** YOUR GOAL **
Copy verbatim the part of the passage on the University of Toronto Homophile Association starting with "Its founder, Jearld" and going on through "roots to UTHA.".

Founded in 1969, the University of Toronto Homophile Association served as Canada's first gay and lesbian student group. It started from an ad that founder Jearld Moldenhauer placed in The Varsity, and had its first meeting off-campus. The UTHA held its first official public gathering at University College on the St. George campus on November 4, 1969. Within a month, the UTHA registered under the Students' Administrative Council of the University of Toronto and became an official student organization.

The UTHA's office was located at 12 Hart House Circle and regular meetings would be held in the Graduate Student's Union. By the end of 1969, the UTHA had 45 members. The group's early members included Jearld Moldenhauer, Bill McRay, Ian Young, Charlie Hill, and Disa Rosen. Charlie Hill was appointed as the UTHA's first chairman, who was eventually succeeded by Ian Young.

Its founder, Jearld Moldenhauer, was expelled from the University of Toronto in 1970 after he publicly defended the organization.

Soon after the UTHA was established, it became apparent that the organization had wider appeal and interest from the queer members outside of the university community. This need for a queer Toronto based community group eventually led to the founding of the Community Homophile Association of Toronto in 1971. The University of Toronto's queer student organization LGBTOUT traces its roots to UTHA.

== Activities ==
The University of Toronto Homophile Association's activities centered around educating the community about homosexuality, combatting legal discrimination against homosexuality, and bringing about social and personal acceptance towards homosexuality. The group's activities included weekly discussion groups, public forums with invited guests, high school speaking engagements, an informal counselling service, research, political advocacy, referral services and social events.

The UTHA speakers included guests: Dr. Franklin Kameny, the President of the Washington Mattachine Society, Thomas Szasz, Michael Lynch, English Buddhist philosopher Scott Symons, D.E. Harding, Dr. Persasd of the Ontario Department of Health and playwright John Herbert. Members of the UTHA also gave talks on homosexuality to student groups, high schools and more. The UTHA offered informal counselling services run by volunteers, which would deal with personal, psychological, religious, social and legal questions. The association also hosted dances on and off campus.

==Legacy==
An Ontario Heritage Trust plaque was placed on the east side of University College in honour of the UTHA and the sexual diversity movement at the University of Toronto. It was commemorated by the University of Toronto Sexual and Gender Diversity Office and then-president David Naylor.

** PROVIDED RECORDS **
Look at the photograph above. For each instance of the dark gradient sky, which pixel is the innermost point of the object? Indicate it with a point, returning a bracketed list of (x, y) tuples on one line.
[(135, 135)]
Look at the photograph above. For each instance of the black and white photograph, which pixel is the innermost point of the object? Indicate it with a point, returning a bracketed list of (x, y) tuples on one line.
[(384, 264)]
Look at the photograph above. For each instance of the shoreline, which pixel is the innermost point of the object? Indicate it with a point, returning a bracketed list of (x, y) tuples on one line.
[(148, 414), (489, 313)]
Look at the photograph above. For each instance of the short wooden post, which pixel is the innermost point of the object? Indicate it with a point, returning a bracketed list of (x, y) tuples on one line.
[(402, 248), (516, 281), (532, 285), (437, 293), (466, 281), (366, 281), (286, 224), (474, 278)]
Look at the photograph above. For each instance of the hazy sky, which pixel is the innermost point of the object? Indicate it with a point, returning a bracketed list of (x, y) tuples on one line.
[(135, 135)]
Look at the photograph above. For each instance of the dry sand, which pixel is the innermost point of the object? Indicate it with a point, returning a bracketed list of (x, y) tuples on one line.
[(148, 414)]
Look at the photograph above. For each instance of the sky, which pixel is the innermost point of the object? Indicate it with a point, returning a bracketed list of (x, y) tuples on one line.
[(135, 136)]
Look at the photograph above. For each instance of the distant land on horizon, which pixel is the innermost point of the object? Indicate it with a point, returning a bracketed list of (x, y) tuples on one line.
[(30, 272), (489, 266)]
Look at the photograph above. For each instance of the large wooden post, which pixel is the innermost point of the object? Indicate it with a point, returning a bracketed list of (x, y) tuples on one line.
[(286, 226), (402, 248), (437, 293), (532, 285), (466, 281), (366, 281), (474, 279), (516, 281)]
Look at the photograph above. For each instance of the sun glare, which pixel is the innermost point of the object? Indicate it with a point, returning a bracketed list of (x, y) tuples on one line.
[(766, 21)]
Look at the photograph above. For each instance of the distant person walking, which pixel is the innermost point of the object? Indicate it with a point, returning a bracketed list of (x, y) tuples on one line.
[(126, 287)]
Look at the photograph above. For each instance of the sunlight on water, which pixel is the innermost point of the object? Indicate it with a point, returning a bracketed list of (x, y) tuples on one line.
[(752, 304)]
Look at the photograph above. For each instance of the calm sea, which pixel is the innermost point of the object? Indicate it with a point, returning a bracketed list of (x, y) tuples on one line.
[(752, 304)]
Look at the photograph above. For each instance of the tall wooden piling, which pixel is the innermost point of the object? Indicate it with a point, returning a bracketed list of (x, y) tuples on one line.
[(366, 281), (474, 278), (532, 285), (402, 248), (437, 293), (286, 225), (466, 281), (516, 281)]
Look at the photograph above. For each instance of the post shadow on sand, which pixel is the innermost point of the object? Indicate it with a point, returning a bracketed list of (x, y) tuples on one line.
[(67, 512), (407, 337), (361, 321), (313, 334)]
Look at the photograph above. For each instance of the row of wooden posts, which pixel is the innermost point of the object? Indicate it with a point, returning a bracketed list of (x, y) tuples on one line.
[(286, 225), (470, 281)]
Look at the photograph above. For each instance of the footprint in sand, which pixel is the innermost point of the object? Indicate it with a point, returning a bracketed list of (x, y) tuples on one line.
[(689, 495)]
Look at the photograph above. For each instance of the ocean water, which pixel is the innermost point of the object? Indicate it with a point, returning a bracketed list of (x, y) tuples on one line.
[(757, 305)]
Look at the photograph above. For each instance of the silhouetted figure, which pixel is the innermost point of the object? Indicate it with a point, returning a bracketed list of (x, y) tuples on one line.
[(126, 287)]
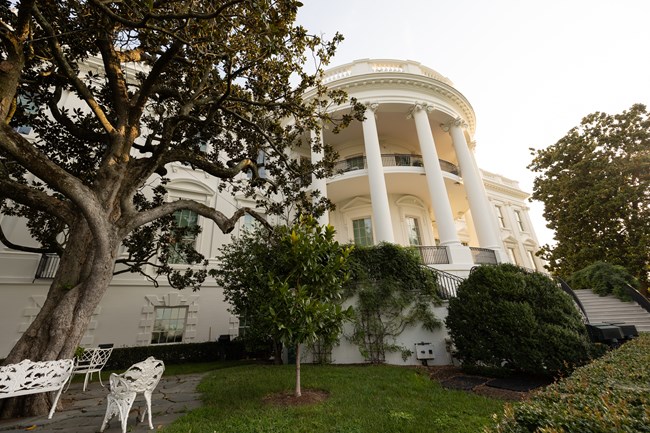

** FINAL RESULT **
Its founder, Jearld Moldenhauer, was expelled from the University of Toronto in 1970 after he publicly defended the organization.

Soon after the UTHA was established, it became apparent that the organization had wider appeal and interest from the queer members outside of the university community. This need for a queer Toronto based community group eventually led to the founding of the Community Homophile Association of Toronto in 1971. The University of Toronto's queer student organization LGBTOUT traces its roots to UTHA.